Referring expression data
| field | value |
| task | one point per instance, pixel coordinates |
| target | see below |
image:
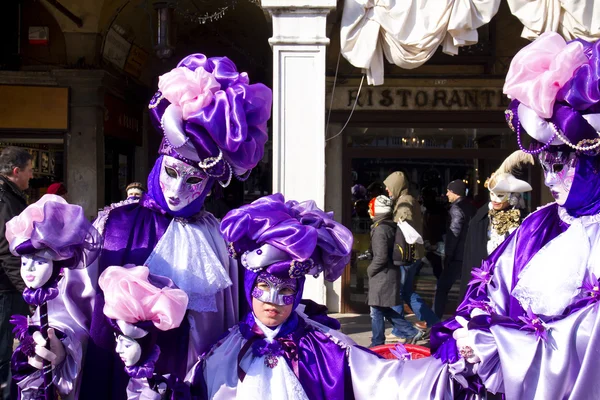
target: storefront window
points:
(430, 158)
(430, 138)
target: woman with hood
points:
(406, 210)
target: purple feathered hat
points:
(212, 117)
(555, 92)
(287, 240)
(56, 230)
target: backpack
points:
(404, 253)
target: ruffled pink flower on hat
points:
(540, 69)
(130, 297)
(190, 90)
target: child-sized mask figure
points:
(559, 173)
(181, 183)
(273, 299)
(129, 350)
(35, 270)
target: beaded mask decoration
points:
(271, 289)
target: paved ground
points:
(358, 326)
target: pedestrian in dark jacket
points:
(385, 277)
(406, 209)
(460, 213)
(15, 173)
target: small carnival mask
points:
(559, 173)
(499, 197)
(128, 349)
(271, 289)
(180, 183)
(35, 270)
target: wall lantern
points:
(164, 29)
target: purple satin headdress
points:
(212, 117)
(54, 229)
(555, 92)
(287, 239)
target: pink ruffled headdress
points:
(555, 92)
(131, 299)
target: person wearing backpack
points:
(406, 211)
(385, 278)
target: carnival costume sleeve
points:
(531, 309)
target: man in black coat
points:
(385, 278)
(15, 173)
(460, 213)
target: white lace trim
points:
(185, 255)
(551, 280)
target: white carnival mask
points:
(559, 173)
(499, 197)
(128, 349)
(35, 270)
(180, 183)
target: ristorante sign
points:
(406, 98)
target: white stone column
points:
(299, 42)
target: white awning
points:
(408, 32)
(570, 18)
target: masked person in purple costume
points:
(284, 348)
(140, 307)
(213, 123)
(50, 236)
(528, 327)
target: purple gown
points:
(549, 265)
(316, 354)
(131, 231)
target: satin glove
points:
(56, 354)
(149, 394)
(464, 343)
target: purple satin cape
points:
(131, 233)
(322, 365)
(584, 196)
(535, 232)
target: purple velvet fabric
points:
(131, 233)
(299, 229)
(236, 119)
(584, 196)
(582, 92)
(79, 243)
(534, 233)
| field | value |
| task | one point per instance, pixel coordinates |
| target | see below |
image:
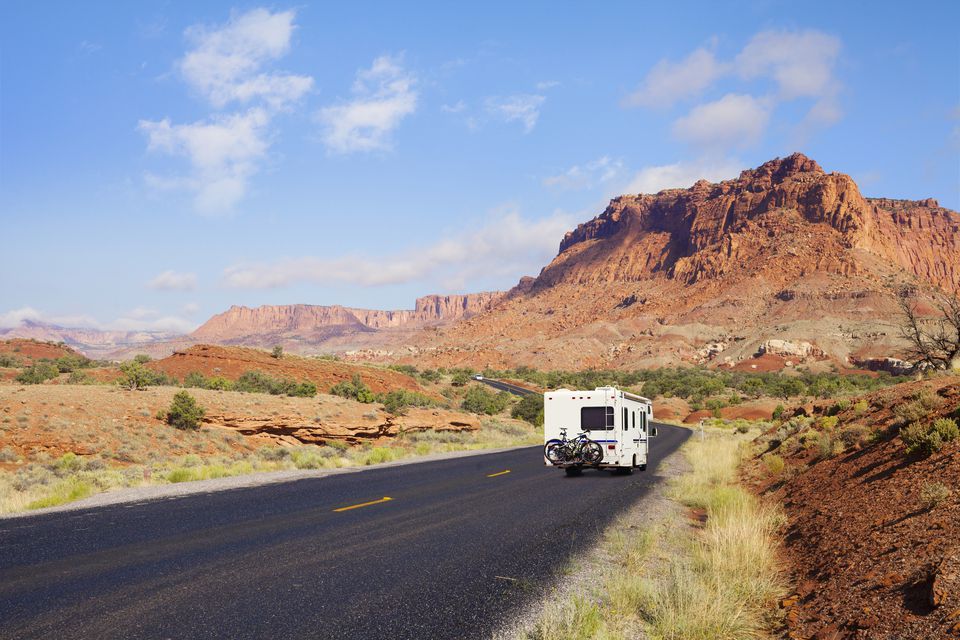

■ TASK ■
Leaving out the pictures, repeat all the entries exactly as they stand.

■ SOLUTION TO THE PROBLEM ■
| field | value |
| task | one point per instance, pixel coordinates |
| target | see below |
image:
target: storefront window
points:
(430, 158)
(430, 138)
target: woman with hood
points:
(406, 210)
target: purple feathered hat
points:
(212, 117)
(555, 92)
(287, 240)
(56, 230)
target: backpack
points:
(404, 253)
target: ruffled pink flower on hat
points:
(540, 69)
(130, 297)
(190, 90)
target: child-sized mask figure
points:
(559, 173)
(181, 183)
(273, 299)
(129, 350)
(35, 270)
target: beaded mask decoration
points:
(271, 289)
target: paved ground
points:
(358, 326)
target: pedestrian in dark jacket
points:
(385, 277)
(406, 209)
(460, 213)
(15, 173)
target: small carnival mask
points:
(559, 173)
(499, 197)
(128, 349)
(271, 289)
(180, 183)
(35, 270)
target: wall lantern
points:
(164, 29)
target: purple satin headdress
points:
(212, 117)
(54, 229)
(555, 92)
(287, 239)
target: pink ruffled headdress
points:
(555, 92)
(131, 299)
target: person wearing backpack
points:
(406, 211)
(385, 278)
target: carnival costume sleeve
points:
(531, 309)
target: man in black coat
points:
(385, 278)
(15, 173)
(460, 213)
target: white lace trim
points:
(185, 255)
(551, 280)
target: white carnival mask
points:
(559, 173)
(499, 197)
(128, 349)
(35, 270)
(180, 183)
target: ristorante sign
points:
(406, 98)
target: white stone column
points:
(299, 42)
target: white awning
points:
(408, 32)
(570, 18)
target: masked person in purple costume
points:
(284, 348)
(140, 307)
(213, 123)
(50, 236)
(528, 327)
target: purple gown
points:
(549, 265)
(316, 354)
(131, 231)
target: satin glove
points:
(56, 354)
(149, 394)
(464, 343)
target: purple satin cape
points:
(131, 233)
(322, 365)
(584, 196)
(535, 232)
target: purple velvet fabric
points:
(131, 233)
(299, 229)
(236, 119)
(584, 196)
(582, 92)
(79, 243)
(534, 233)
| field | value |
| task | one point per instance, pixel coordinates |
| target | see below |
image:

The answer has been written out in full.